(MATERIAL SHOWN Opens)

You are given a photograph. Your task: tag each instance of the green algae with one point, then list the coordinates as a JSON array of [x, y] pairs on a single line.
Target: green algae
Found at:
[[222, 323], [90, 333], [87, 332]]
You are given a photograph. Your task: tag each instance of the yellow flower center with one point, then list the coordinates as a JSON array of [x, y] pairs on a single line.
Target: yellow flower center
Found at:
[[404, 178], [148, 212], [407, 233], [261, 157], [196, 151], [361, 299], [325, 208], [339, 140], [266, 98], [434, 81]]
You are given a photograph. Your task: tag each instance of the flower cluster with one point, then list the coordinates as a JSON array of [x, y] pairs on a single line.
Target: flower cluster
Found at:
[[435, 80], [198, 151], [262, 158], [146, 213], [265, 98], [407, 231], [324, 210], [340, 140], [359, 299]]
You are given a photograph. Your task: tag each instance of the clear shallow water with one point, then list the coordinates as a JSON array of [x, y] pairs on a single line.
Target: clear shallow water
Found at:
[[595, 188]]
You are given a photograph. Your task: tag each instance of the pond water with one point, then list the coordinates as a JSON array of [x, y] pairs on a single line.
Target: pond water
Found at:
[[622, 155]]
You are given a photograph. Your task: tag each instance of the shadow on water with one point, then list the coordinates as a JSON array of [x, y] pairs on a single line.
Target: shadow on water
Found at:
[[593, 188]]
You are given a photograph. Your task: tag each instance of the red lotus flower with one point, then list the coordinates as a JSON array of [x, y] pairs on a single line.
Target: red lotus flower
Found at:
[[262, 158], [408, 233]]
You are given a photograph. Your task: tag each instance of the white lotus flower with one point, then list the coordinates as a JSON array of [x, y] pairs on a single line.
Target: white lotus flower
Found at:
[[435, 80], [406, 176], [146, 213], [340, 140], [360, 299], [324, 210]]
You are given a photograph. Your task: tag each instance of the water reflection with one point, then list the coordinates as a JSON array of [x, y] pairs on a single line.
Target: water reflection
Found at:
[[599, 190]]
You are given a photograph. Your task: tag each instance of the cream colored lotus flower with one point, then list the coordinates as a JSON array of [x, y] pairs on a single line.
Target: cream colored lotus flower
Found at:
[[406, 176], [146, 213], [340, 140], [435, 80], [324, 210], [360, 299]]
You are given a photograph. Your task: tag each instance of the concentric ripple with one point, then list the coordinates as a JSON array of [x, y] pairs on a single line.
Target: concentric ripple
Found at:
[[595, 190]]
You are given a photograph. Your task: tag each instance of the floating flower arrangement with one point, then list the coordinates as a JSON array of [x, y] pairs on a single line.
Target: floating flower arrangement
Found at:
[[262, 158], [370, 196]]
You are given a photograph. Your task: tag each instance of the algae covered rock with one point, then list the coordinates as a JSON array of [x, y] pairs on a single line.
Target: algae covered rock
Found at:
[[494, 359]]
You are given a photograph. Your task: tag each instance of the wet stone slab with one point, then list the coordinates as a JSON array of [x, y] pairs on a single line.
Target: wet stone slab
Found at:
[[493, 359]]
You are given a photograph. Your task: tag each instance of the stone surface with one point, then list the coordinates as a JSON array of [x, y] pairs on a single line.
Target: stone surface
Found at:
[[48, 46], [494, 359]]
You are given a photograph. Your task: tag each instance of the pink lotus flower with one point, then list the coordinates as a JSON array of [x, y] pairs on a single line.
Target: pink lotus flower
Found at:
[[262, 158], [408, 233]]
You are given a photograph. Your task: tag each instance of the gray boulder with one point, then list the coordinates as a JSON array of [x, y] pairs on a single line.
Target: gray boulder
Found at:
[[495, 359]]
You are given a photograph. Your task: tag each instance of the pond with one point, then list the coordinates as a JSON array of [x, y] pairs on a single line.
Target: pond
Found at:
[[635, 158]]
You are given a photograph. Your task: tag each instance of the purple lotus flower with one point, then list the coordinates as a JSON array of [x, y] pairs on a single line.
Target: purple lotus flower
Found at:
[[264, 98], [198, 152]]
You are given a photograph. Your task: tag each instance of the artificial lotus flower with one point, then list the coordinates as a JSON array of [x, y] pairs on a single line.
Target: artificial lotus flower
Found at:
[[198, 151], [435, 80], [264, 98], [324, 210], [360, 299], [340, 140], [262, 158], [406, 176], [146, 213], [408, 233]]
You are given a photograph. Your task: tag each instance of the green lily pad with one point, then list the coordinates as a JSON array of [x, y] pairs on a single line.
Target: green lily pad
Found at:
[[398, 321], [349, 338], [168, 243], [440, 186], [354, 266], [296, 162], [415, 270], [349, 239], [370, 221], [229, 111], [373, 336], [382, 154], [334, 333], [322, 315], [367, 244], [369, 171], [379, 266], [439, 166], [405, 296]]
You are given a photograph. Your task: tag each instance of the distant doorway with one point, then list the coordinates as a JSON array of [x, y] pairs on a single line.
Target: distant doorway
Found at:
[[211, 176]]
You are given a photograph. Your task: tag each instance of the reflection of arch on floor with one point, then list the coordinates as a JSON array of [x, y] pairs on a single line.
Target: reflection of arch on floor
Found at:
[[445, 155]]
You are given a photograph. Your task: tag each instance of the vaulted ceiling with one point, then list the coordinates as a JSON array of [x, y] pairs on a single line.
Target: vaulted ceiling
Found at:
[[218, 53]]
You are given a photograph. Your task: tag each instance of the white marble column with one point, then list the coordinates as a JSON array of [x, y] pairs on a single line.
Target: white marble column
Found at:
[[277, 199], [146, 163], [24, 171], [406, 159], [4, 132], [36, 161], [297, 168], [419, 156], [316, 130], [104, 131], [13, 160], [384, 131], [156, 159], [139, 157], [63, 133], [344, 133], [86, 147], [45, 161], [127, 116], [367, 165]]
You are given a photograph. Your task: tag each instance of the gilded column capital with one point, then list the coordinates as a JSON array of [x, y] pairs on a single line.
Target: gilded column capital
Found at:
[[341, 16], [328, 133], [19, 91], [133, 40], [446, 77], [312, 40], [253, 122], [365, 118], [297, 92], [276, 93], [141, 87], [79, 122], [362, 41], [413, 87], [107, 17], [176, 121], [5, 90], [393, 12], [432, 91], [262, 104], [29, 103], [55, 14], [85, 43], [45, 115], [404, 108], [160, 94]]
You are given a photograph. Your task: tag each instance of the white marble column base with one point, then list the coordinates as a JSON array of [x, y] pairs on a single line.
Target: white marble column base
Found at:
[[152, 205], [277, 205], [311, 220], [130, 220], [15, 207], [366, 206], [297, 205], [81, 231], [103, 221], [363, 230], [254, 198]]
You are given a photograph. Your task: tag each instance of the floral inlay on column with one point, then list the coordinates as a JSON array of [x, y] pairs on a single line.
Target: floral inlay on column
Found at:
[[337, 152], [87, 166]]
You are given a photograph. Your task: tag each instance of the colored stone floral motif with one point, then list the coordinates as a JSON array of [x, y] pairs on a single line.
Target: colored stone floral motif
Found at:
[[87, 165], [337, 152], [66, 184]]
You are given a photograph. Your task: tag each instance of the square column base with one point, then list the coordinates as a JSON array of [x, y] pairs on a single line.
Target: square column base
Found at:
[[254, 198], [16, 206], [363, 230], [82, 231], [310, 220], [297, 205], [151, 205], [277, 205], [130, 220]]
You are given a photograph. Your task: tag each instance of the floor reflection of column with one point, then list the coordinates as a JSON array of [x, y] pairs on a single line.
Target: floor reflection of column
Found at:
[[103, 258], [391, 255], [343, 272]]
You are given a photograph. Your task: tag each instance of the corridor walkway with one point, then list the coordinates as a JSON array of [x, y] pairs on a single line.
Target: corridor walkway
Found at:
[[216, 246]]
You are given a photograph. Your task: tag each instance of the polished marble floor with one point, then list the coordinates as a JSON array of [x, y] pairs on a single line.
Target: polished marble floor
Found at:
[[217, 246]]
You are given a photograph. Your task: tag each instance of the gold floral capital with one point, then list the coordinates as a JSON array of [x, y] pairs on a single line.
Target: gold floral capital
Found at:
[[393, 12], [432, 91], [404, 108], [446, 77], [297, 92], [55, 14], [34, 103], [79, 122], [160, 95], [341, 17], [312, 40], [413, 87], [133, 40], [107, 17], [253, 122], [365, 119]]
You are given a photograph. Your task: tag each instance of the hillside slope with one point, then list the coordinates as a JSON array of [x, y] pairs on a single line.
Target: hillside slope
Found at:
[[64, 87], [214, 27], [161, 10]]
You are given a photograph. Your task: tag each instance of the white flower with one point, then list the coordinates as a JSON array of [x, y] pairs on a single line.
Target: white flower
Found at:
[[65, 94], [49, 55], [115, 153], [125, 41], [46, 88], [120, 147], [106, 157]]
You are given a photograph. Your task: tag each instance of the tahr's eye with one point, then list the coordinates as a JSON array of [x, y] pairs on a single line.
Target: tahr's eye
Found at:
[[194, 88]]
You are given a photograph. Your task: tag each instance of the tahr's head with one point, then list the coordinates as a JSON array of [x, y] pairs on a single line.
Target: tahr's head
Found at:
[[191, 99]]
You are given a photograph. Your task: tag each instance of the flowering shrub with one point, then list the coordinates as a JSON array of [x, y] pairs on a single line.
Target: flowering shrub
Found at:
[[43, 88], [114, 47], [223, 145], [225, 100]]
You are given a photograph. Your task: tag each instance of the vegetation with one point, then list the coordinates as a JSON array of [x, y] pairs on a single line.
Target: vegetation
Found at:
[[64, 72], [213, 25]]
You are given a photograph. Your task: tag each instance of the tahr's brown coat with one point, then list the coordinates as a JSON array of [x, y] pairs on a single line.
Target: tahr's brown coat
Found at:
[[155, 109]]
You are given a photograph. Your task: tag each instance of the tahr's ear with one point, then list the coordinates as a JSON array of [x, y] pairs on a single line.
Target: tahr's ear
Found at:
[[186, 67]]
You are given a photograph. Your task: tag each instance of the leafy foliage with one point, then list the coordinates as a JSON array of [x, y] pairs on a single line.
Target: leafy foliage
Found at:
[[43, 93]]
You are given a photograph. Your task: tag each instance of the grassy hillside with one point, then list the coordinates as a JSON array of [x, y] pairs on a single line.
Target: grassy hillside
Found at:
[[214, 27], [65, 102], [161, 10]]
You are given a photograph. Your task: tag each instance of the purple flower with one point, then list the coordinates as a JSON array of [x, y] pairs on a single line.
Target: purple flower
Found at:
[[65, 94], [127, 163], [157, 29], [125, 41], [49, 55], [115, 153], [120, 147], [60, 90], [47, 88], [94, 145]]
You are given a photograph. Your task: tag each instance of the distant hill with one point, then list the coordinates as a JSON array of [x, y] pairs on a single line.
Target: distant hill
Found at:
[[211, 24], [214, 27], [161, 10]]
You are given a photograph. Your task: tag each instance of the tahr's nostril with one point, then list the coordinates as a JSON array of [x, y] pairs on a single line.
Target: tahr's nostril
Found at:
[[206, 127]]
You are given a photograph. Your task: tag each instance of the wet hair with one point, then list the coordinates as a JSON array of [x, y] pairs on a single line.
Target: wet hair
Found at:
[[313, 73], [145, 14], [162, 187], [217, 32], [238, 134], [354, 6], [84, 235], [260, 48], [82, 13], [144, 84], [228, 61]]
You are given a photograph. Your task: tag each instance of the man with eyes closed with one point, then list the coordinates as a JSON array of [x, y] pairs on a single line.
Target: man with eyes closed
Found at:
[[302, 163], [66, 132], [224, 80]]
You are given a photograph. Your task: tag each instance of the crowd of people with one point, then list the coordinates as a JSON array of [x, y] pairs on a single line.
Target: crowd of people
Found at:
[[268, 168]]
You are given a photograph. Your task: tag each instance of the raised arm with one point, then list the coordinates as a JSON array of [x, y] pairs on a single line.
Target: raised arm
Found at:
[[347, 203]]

(MATERIAL SHOWN Closes)

_WHAT TO DO:_
Everything from the line with "of the cream" through the line with "of the floating" should be written out exactly as it appears above, end lines included, and nothing outside that range.

_TASK RESULT:_
You are given a photograph. Your task: tag each instance of the cream colored lotus flower with one point, then list the coordinates as a JSON array of [x, y] pairs on a single line.
Target: cream colored lotus flower
Found at:
[[406, 176], [146, 213], [340, 140], [435, 80], [324, 210], [360, 299]]
You are given a photograph. Your task: tag each instance of the concentric ripple with one point, then list the coordinates as a JSON array of [x, y] pairs on a single line.
Target: concentric ripple
Found at:
[[595, 190]]
You are given a photograph. Your task: tag each instance of the floating flower arrangement with one point, then list the coordinates as a JSON array of [x, y] pairs on a single line.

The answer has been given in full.